STORED ROWS ->

==========

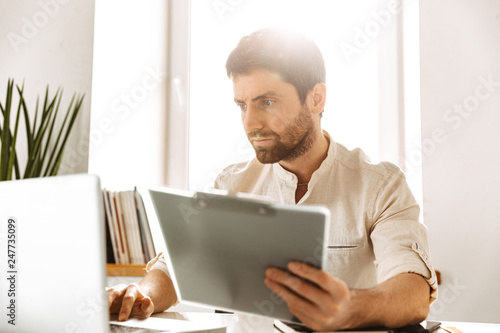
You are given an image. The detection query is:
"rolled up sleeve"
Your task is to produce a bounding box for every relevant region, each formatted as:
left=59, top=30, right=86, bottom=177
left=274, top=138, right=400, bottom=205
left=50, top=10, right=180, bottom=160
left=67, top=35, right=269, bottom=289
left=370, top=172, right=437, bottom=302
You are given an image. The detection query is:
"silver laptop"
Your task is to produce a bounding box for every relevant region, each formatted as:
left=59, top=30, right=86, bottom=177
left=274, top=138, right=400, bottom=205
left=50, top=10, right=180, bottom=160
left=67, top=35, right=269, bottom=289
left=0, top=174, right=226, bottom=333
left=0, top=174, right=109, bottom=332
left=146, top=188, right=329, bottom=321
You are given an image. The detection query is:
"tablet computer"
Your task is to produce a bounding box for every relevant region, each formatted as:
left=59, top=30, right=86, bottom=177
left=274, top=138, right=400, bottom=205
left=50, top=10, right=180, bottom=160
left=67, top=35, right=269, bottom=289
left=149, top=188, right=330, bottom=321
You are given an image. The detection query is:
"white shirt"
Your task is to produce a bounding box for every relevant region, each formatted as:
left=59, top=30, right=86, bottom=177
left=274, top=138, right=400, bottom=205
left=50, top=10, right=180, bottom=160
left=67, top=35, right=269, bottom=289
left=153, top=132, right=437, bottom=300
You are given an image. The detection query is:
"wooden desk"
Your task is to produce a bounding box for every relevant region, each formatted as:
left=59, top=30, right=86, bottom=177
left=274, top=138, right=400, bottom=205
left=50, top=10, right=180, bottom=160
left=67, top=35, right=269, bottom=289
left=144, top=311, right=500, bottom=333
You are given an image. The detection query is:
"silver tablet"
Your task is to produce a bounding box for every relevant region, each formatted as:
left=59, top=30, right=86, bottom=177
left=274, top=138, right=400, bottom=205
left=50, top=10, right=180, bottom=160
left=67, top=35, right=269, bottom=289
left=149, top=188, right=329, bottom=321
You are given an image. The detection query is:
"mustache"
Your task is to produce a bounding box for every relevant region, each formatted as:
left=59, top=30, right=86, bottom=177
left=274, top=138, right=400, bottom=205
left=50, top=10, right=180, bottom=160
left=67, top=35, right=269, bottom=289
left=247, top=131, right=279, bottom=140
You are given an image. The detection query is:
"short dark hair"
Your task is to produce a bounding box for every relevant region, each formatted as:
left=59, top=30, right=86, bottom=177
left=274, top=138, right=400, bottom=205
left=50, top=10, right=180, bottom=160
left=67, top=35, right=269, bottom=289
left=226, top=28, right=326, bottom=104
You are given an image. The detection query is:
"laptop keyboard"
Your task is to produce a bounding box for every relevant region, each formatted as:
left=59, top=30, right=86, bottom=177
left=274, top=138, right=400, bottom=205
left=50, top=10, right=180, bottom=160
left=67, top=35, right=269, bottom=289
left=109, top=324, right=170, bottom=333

==========

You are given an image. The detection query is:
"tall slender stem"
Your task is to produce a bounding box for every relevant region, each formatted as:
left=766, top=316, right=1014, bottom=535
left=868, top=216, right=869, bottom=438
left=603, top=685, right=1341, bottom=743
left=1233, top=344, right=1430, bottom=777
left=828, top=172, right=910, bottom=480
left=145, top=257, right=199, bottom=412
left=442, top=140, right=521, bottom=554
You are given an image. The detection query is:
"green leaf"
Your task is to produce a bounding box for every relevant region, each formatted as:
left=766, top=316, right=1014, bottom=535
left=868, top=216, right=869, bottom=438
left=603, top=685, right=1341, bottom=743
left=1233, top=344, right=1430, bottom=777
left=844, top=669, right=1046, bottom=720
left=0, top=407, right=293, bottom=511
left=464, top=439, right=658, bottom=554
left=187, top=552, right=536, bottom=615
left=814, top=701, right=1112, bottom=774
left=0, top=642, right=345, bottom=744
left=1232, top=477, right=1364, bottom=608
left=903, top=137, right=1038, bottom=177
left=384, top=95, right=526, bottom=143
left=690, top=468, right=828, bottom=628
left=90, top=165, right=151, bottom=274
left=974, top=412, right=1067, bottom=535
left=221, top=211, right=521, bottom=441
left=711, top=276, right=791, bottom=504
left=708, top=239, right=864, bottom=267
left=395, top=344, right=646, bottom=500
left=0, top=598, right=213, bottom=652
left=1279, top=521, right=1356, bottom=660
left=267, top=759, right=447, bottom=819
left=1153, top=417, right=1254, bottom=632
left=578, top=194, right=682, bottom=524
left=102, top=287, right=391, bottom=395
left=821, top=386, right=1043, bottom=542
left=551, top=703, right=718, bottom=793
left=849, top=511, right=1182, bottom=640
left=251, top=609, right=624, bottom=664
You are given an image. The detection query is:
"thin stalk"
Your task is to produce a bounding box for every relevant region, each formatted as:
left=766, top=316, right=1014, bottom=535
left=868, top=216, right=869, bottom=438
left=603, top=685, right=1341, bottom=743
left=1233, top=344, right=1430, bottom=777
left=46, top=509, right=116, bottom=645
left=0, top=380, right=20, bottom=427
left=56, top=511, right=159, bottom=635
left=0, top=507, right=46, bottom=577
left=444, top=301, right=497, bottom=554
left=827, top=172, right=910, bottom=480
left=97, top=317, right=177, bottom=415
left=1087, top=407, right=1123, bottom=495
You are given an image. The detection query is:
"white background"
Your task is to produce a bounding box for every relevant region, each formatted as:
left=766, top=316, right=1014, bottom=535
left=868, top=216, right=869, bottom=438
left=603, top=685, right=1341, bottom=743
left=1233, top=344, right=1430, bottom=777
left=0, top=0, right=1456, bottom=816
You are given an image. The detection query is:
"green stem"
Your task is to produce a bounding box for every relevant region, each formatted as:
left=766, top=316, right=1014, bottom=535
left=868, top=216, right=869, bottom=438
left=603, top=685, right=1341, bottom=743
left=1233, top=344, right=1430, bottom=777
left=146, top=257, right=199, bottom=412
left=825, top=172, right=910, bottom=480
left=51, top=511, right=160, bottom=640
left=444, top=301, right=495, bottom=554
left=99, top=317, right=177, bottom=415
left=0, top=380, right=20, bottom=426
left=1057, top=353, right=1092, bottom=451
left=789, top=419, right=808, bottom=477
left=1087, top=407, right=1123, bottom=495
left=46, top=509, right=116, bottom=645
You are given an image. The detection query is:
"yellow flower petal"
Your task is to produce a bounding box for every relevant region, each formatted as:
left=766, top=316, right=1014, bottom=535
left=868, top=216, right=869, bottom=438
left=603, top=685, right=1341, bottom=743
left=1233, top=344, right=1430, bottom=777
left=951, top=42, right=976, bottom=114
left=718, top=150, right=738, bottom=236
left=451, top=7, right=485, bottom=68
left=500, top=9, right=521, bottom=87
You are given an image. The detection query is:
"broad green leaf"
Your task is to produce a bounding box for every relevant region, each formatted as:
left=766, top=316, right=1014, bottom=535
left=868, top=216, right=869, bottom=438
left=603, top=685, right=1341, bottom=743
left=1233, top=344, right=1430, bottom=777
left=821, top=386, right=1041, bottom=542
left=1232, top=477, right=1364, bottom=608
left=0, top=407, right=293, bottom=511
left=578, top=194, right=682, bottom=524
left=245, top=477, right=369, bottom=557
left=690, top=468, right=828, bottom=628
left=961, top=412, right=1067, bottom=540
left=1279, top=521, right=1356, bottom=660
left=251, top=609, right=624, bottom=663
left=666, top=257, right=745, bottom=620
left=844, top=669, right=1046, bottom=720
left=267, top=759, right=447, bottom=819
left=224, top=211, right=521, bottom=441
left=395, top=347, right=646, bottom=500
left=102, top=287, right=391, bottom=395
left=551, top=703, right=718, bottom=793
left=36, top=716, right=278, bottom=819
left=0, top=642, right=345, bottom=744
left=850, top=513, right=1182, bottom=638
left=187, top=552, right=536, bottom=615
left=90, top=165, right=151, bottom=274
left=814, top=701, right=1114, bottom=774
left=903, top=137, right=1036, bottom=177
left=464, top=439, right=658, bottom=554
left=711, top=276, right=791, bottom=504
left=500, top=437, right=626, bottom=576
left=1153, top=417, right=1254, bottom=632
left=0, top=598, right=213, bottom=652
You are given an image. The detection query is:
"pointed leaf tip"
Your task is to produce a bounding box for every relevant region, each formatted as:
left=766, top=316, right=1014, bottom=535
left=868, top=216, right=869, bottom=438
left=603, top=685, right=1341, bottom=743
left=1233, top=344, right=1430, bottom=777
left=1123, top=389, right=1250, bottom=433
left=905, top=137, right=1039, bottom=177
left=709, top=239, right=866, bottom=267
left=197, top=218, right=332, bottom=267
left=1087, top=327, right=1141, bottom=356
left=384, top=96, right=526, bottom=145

==========

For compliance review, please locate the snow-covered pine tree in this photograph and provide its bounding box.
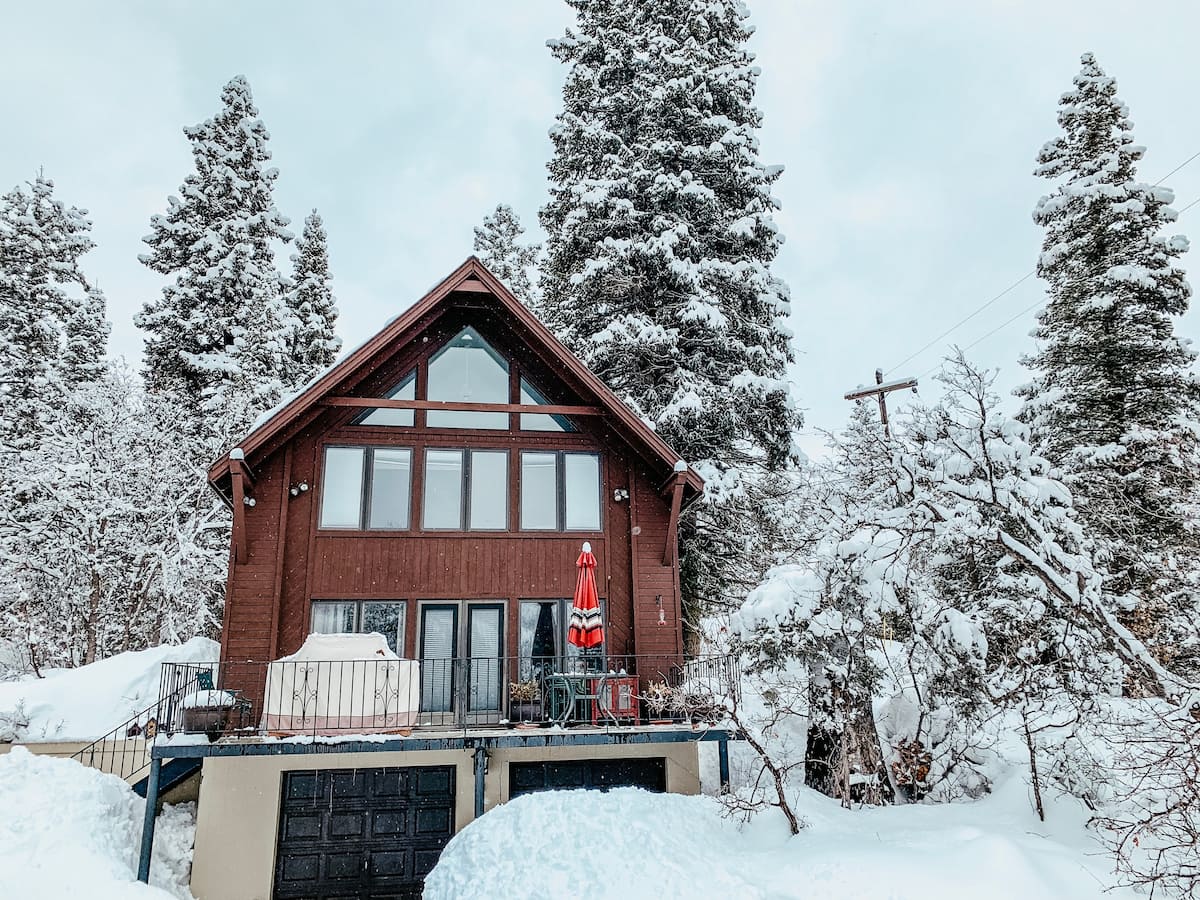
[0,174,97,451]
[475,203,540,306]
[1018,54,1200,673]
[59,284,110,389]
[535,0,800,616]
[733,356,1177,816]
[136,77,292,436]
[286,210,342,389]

==========

WHAT YOU NEED TO DO -> Return verbatim the entries beginning with the line that contains "For compliance review, please" and continuing through the line that contains "[286,210,342,389]", with both of those lines included. Omit the pictures from your answer.

ANSWER TO THIS EXERCISE ->
For compliance review, please locate the snow-covered pine tree in this photograph and provide its bounding box.
[0,174,97,451]
[475,203,540,306]
[1018,54,1200,673]
[59,284,110,389]
[535,0,800,616]
[733,356,1177,816]
[136,77,292,436]
[286,210,342,389]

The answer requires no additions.